→ **TEXT PROVIDED**:

....

Next we were taken to the Sawanoi Museum of Traditional Japanese Hair Ornaments. Hair ornaments have been used for thousands of years, but they reached an apex in the Genroku era of 1688-1703. The museum is located near the Tamagawa River and a walk down near the river reveals a variety of photogenic scenery which can be viewed on our Picasa web site.
But we were getting hungry even after that delicious buffet breakfast. So off we went to the restaurant formerly operated by the wife of Eiji Yoshikawa. It's name is 'Japanese apricot with red blossoms garden (Ome)'. It served a variety of dishes including "kuri gohan" or rice with chestnuts. Dessert was an interesting firm jelly that was dipped in a plum sauce. The jelly itself is made using a complex process from the roots of the kudzu vine. The name Ome is the Japanese word for plum and usually refers to the green plums that are used in a variety of ways.

Click on Ome Tokyo Tourism to see photographs on Picasa.

Monday, 17 September 2012

Ohuchi Juku Thatched Roof Village

It is still September 15, 2012 and we are still on the move. Our guide was hoping to show us many more sights in the Aizuwakamatsu area, but the light is beginning to fail. We could have stayed overnight, but Japanese farmers must look after things at least twice a day, early morning and evening.

....

→ **BRIEF**: Reproduce the travel passage above word for word, from start to finish.

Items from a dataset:
....

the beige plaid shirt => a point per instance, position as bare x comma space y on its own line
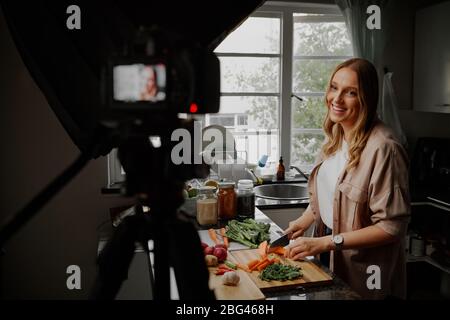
374, 193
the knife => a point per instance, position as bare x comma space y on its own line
280, 242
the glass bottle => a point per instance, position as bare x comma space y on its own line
226, 201
281, 170
245, 200
207, 206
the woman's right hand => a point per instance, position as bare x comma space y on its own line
298, 227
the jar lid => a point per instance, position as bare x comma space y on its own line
207, 189
226, 184
245, 184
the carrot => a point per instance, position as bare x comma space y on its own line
263, 265
259, 263
278, 250
262, 249
224, 236
243, 267
253, 263
213, 236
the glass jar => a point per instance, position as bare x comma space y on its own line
207, 206
226, 201
245, 200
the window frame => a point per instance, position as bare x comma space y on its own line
285, 11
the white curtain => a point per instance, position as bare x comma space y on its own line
370, 44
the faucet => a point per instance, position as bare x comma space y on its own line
299, 171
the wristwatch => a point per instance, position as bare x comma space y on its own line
338, 241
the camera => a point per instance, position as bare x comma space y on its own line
160, 77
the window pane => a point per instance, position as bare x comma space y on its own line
321, 39
305, 149
255, 35
245, 74
312, 75
258, 134
308, 114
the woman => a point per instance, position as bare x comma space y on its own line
358, 190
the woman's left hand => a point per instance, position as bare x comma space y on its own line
306, 246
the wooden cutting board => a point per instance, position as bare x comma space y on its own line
245, 290
312, 274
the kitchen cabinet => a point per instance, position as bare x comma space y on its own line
432, 59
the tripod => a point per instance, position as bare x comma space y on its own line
155, 180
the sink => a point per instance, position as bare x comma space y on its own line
282, 192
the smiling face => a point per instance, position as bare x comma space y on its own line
342, 98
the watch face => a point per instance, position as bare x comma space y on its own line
338, 239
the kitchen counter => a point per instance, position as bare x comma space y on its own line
338, 290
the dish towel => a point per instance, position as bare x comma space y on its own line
388, 111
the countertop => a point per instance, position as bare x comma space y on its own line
339, 290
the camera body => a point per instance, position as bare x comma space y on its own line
160, 78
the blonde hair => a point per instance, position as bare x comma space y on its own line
368, 101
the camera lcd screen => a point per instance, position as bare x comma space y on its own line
139, 82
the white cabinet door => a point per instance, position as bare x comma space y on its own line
432, 59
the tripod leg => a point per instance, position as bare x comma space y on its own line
189, 263
115, 258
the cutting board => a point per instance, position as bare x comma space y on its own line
245, 290
312, 274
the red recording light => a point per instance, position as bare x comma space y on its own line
193, 108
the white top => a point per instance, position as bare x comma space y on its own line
327, 177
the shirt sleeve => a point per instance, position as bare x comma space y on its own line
389, 199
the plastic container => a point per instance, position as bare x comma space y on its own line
226, 197
207, 206
245, 200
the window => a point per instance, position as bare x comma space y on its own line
320, 42
277, 52
250, 59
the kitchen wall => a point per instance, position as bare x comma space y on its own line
399, 58
35, 149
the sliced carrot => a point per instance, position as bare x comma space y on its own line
266, 264
262, 266
213, 236
255, 267
224, 236
252, 263
262, 249
243, 267
278, 250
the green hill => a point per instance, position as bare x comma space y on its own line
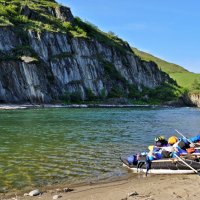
183, 77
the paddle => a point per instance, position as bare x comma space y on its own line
184, 136
197, 145
194, 170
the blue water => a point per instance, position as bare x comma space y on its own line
67, 145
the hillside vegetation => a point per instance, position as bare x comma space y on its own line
183, 77
43, 16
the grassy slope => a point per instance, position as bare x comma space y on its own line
183, 77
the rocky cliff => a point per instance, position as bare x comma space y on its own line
44, 66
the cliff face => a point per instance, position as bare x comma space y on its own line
49, 65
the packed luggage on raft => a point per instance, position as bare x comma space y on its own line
172, 156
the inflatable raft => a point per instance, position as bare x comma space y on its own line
163, 166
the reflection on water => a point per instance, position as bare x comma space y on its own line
47, 146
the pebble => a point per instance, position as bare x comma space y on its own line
34, 193
57, 196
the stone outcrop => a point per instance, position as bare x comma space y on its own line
51, 65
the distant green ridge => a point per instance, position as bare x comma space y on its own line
183, 77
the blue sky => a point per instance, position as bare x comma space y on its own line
169, 29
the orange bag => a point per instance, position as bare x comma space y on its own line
190, 150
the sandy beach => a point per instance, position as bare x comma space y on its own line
153, 187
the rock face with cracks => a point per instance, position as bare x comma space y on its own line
54, 64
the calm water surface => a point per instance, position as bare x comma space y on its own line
48, 146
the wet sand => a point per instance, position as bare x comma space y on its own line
154, 187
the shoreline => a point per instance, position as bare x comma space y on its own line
153, 187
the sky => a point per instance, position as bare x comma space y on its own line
168, 29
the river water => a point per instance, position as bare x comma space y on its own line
40, 147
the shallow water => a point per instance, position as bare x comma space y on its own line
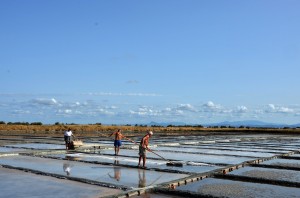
16, 183
102, 173
283, 162
159, 164
38, 146
10, 150
213, 159
272, 174
237, 189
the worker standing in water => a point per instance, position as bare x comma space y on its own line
143, 147
118, 140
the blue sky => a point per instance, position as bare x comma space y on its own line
128, 62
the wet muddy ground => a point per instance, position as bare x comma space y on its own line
238, 165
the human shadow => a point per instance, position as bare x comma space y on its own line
117, 171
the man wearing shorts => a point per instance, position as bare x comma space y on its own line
143, 147
67, 137
118, 140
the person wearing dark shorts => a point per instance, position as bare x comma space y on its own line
67, 138
143, 147
118, 140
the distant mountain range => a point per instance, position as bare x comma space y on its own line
245, 123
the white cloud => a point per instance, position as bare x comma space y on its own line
44, 101
123, 94
210, 106
186, 107
271, 108
242, 109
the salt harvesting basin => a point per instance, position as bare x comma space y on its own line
236, 189
122, 176
15, 183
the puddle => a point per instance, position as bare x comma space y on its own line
10, 150
16, 183
237, 189
283, 162
38, 146
268, 173
215, 151
160, 164
212, 159
130, 177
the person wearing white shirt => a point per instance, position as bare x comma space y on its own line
67, 137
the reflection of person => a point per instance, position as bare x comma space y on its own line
67, 168
67, 137
143, 147
117, 171
142, 179
118, 140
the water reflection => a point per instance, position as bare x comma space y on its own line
142, 178
67, 168
117, 171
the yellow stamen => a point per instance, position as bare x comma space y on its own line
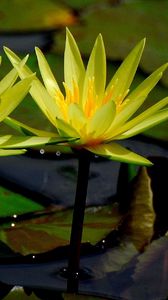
75, 92
90, 106
108, 95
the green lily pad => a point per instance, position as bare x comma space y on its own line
38, 15
28, 236
13, 203
122, 26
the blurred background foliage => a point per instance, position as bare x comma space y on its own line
122, 23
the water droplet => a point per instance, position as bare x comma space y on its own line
58, 153
42, 151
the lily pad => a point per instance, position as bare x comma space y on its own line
28, 236
38, 15
122, 26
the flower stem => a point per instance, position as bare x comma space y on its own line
77, 221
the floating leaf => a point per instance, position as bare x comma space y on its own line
45, 14
29, 236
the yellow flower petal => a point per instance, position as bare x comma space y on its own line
8, 81
27, 130
125, 74
13, 96
102, 119
146, 124
148, 84
37, 91
142, 117
66, 130
27, 142
96, 70
76, 116
117, 152
74, 70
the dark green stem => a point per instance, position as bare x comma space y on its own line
77, 221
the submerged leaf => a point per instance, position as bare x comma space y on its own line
141, 216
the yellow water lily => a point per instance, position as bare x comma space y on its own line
11, 94
95, 114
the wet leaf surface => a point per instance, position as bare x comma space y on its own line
28, 236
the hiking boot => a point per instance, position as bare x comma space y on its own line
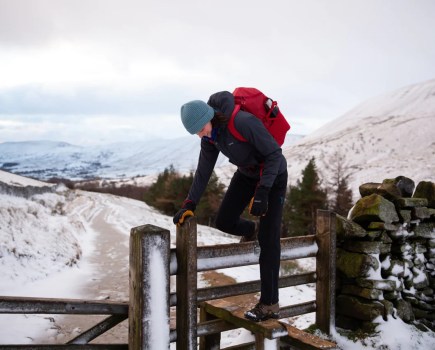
262, 312
253, 236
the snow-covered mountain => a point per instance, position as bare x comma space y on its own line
46, 159
384, 137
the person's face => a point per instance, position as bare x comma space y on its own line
205, 131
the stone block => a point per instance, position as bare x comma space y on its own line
385, 285
359, 308
426, 189
425, 230
396, 268
366, 293
425, 314
404, 310
374, 208
382, 226
410, 202
405, 216
420, 213
348, 229
355, 264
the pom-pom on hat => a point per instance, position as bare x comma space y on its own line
195, 114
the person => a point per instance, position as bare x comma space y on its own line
261, 175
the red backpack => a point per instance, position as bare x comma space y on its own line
264, 108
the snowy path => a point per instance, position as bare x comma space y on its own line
108, 281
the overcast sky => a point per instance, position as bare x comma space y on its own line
99, 71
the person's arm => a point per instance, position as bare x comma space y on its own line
206, 162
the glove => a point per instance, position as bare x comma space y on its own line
258, 205
186, 210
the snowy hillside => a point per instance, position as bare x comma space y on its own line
74, 244
384, 137
46, 159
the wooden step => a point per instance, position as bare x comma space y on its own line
270, 329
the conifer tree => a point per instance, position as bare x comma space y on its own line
302, 203
170, 190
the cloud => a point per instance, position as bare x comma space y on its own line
146, 58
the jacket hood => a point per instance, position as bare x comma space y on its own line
222, 102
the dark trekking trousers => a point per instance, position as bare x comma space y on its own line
236, 199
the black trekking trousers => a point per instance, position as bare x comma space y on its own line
236, 199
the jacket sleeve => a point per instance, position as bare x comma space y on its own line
253, 130
207, 160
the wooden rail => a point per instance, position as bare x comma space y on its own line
153, 262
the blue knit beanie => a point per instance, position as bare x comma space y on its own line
195, 114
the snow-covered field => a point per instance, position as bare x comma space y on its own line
48, 242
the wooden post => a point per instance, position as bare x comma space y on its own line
325, 270
212, 341
187, 285
149, 288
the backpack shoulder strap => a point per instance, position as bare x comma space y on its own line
231, 126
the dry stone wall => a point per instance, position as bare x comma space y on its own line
386, 256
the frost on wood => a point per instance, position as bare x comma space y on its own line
389, 270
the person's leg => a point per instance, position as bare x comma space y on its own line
269, 239
237, 197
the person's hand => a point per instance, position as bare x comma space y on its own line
186, 210
258, 205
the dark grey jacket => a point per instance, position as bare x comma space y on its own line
261, 148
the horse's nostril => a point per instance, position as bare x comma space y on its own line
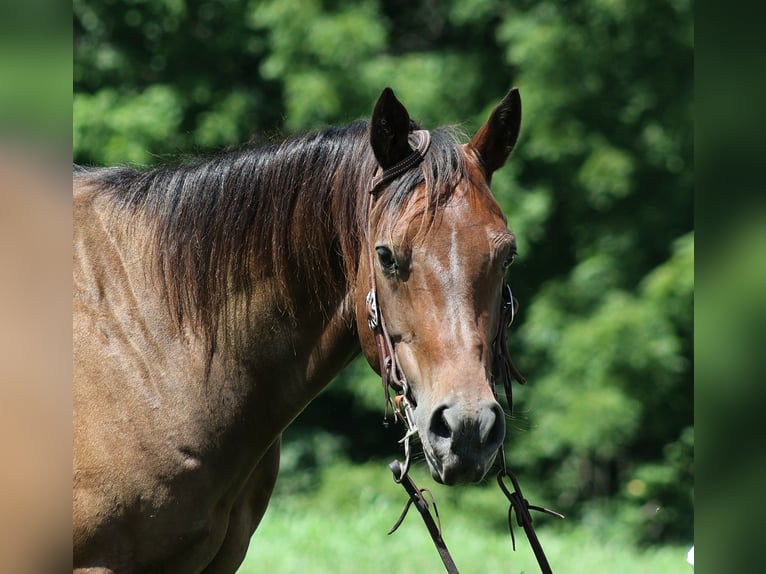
439, 425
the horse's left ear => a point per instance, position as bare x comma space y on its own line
496, 138
389, 129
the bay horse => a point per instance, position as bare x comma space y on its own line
213, 301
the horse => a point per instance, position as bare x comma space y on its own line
212, 301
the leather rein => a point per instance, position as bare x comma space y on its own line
402, 405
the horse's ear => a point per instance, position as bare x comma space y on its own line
496, 138
389, 129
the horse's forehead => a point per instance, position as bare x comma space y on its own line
471, 216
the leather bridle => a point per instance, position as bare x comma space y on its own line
393, 379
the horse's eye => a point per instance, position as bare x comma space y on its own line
386, 258
509, 260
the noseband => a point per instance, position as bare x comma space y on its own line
393, 379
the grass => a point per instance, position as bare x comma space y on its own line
341, 527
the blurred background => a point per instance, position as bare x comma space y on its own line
598, 192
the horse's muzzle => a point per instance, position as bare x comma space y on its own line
460, 442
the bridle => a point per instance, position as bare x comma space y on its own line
394, 380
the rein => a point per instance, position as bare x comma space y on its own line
393, 378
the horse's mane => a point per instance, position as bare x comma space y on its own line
294, 212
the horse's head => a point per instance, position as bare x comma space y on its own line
439, 248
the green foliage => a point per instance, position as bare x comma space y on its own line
598, 193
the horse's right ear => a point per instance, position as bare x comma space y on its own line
389, 129
496, 138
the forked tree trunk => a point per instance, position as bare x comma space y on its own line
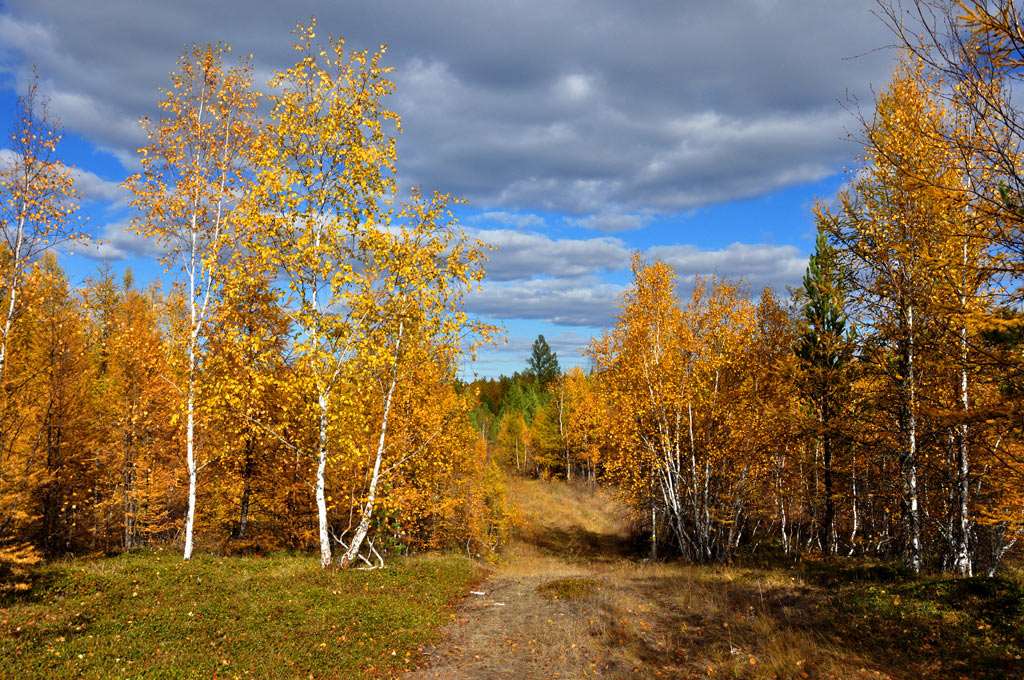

....

→ **RESPONSE BELOW**:
Next we were taken to the Sawanoi Museum of Traditional Japanese Hair Ornaments. Hair ornaments have been used for thousands of years, but they reached an apex in the Genroku era of 1688-1703. The museum is located near the Tamagawa River and a walk down near the river reveals a variety of photogenic scenery which can be viewed on our Picasa web site.
But we were getting hungry even after that delicious buffet breakfast. So off we went to the restaurant formerly operated by the wife of Eiji Yoshikawa. It's name is 'Japanese apricot with red blossoms garden (Ome)'. It served a variety of dishes including "kuri gohan" or rice with chestnuts. Dessert was an interesting firm jelly that was dipped in a plum sauce. The jelly itself is made using a complex process from the roots of the kudzu vine. The name Ome is the Japanese word for plum and usually refers to the green plums that are used in a variety of ways.

Click on Ome Tokyo Tourism to see photographs on Picasa.

Monday, 17 September 2012

Ohuchi Juku Thatched Roof Village

It is still September 15, 2012 and we are still on the move. Our guide was hoping to show us many more sights in the Aizuwakamatsu area, but the light is beginning to fail. We could have stayed overnight, but Japanese farmers must look after things at least twice a day, early morning and evening.